Dataset content:

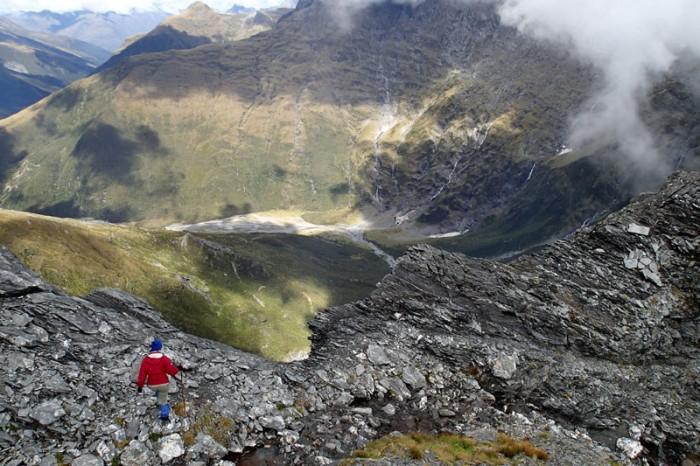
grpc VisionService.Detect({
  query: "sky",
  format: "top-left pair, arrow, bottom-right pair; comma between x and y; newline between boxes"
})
6,0 -> 700,169
323,0 -> 700,169
0,0 -> 281,13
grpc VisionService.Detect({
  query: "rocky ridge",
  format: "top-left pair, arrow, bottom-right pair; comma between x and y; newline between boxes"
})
0,173 -> 700,465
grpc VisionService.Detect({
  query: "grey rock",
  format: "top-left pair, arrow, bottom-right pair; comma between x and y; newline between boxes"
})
29,400 -> 66,426
489,353 -> 518,380
70,454 -> 105,466
188,433 -> 228,461
627,223 -> 651,236
120,440 -> 155,466
367,343 -> 391,365
156,434 -> 185,463
401,366 -> 427,390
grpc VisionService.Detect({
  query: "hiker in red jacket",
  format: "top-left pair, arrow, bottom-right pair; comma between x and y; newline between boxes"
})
137,339 -> 179,421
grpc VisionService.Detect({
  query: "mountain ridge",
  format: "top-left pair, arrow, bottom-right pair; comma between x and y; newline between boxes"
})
0,17 -> 108,118
0,172 -> 700,466
0,1 -> 697,251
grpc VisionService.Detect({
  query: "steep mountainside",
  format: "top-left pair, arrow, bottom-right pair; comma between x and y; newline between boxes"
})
7,10 -> 168,51
0,0 -> 700,244
98,2 -> 284,71
0,173 -> 700,466
0,18 -> 109,118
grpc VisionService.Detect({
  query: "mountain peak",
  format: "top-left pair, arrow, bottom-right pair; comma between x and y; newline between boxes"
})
181,1 -> 215,15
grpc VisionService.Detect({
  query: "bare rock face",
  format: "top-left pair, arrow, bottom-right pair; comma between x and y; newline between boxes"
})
0,173 -> 700,465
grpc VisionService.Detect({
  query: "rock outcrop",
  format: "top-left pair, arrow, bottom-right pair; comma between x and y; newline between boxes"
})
0,173 -> 700,465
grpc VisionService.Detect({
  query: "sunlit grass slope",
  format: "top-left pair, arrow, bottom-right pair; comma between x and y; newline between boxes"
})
0,210 -> 388,360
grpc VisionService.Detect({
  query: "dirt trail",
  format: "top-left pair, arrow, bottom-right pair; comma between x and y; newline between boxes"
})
166,214 -> 394,267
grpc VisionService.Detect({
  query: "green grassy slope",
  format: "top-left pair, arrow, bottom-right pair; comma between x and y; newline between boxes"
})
0,2 -> 590,230
0,210 -> 388,360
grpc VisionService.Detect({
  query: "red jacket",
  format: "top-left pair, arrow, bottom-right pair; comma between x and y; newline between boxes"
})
138,351 -> 179,388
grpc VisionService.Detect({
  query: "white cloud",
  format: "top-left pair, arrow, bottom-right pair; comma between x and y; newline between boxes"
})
323,0 -> 700,169
0,0 -> 281,13
500,0 -> 700,169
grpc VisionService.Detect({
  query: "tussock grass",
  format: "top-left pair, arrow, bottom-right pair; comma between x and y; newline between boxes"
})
0,210 -> 388,360
346,432 -> 549,465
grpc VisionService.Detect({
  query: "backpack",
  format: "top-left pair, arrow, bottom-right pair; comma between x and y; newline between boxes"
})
129,355 -> 145,383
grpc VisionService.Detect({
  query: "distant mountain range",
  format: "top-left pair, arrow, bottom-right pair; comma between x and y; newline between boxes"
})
0,0 -> 700,255
98,2 -> 291,70
6,10 -> 169,52
0,18 -> 109,118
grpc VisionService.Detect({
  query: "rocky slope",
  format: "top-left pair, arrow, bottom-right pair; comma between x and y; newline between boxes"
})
0,173 -> 700,465
0,0 -> 698,244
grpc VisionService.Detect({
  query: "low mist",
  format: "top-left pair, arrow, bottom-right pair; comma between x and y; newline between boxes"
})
323,0 -> 700,172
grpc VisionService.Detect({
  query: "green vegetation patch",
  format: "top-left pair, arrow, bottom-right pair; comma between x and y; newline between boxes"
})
348,432 -> 549,465
0,210 -> 388,360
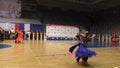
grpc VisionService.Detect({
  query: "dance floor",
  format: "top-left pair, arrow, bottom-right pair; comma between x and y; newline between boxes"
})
0,40 -> 120,68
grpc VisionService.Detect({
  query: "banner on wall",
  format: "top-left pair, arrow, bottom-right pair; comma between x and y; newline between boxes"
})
0,0 -> 21,18
46,24 -> 79,37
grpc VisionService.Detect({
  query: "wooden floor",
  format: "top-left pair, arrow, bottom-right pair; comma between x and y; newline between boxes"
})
0,40 -> 120,68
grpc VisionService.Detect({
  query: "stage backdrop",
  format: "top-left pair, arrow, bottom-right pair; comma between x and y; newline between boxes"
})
0,0 -> 21,18
0,23 -> 43,31
46,24 -> 79,38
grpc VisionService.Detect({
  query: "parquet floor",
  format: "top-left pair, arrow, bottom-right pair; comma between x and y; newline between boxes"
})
0,40 -> 120,68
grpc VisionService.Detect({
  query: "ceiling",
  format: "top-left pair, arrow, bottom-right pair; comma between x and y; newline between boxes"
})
22,0 -> 120,12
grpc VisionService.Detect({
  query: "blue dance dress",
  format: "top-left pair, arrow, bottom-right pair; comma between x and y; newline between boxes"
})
75,44 -> 96,57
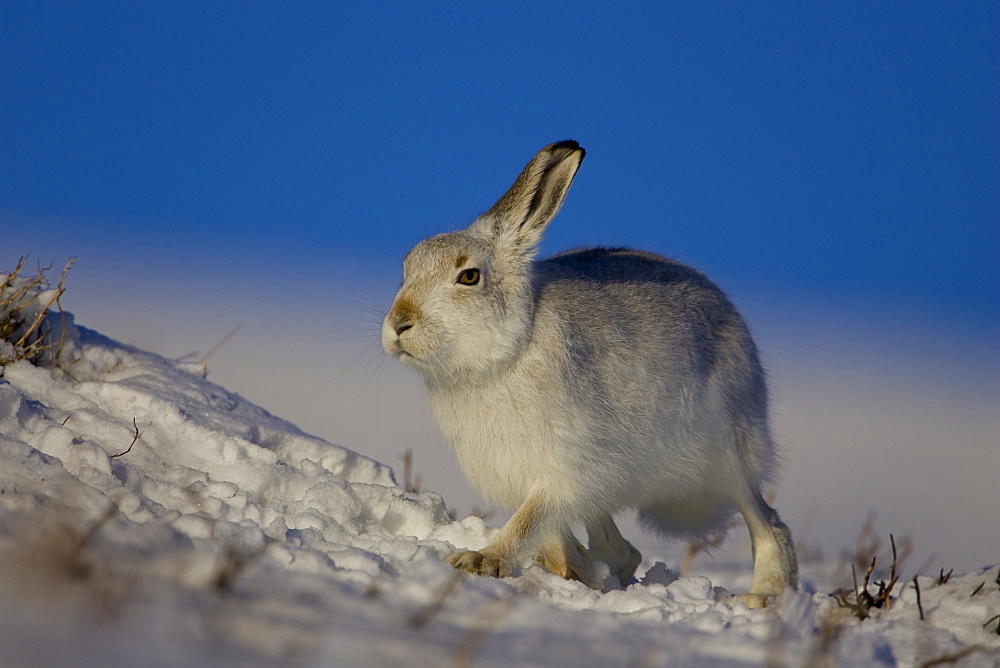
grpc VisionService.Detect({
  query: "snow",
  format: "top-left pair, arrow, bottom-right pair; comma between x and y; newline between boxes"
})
0,298 -> 1000,666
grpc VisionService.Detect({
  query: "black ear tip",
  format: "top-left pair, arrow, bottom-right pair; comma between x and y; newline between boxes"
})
547,139 -> 587,159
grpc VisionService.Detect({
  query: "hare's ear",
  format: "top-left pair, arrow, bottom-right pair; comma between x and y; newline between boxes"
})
477,140 -> 585,250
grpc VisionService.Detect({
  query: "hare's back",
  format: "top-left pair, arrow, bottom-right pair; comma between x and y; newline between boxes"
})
539,247 -> 732,311
536,248 -> 757,371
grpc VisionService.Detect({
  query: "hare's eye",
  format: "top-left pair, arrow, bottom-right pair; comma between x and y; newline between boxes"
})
457,269 -> 479,285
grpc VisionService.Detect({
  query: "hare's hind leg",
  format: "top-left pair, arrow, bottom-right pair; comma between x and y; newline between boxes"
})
736,492 -> 799,608
587,515 -> 642,587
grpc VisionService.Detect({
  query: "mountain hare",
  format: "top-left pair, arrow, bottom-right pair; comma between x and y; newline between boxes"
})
382,141 -> 797,607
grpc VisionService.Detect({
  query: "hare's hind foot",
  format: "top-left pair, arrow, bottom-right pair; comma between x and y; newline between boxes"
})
446,550 -> 513,578
535,532 -> 601,590
738,494 -> 799,608
587,515 -> 642,587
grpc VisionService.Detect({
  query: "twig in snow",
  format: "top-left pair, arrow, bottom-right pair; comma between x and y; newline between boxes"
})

Requirement: Filter the material above, copying every line that contains the string "dance". Case counts, so match it with exactly those capital and lowercase letters.

Answer to the problem:
  query: "dance floor",
  query: "blue dance dress",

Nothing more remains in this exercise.